--- START ITEMS ---

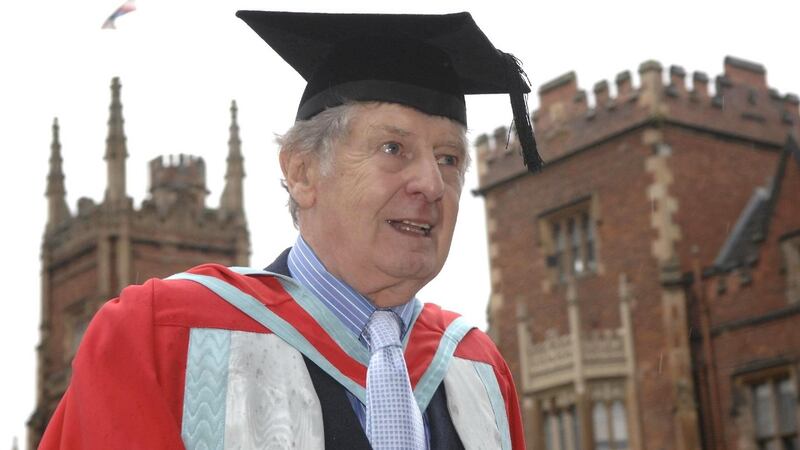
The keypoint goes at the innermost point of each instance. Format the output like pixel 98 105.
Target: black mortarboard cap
pixel 428 62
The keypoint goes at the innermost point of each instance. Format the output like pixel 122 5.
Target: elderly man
pixel 328 346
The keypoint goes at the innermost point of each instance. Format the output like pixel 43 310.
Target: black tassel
pixel 519 85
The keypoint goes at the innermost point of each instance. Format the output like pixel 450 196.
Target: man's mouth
pixel 408 226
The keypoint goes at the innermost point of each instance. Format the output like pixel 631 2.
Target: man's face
pixel 383 218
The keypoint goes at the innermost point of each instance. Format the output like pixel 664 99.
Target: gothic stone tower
pixel 597 262
pixel 88 257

--- END ITEMS ---

Can you write out the listing above again with each "innermost" renamed to "most central" and nothing else altered, leaving out the pictures?

The keypoint goes at the most central point of each instance. Format the output like pixel 98 105.
Target: black mortarboard cap
pixel 428 62
The keypoint goes at the most central point of each instance. Format the output like pixel 122 5.
Target: elderly man
pixel 328 346
The keypoint goes at the most central point of each instance. Format the output like pixel 43 310.
Target: black tassel
pixel 519 85
The keypoint goes at the most central point of each instance. Format the output like pixel 450 196.
Target: man's mouth
pixel 408 226
The keypoint goes at the most central point of each instance. Format the output like pixel 631 2.
Target: man's face
pixel 383 218
The keypoint goes at the most central point of each instance. Format the output like pixel 664 99.
Target: gothic stone tower
pixel 597 262
pixel 88 257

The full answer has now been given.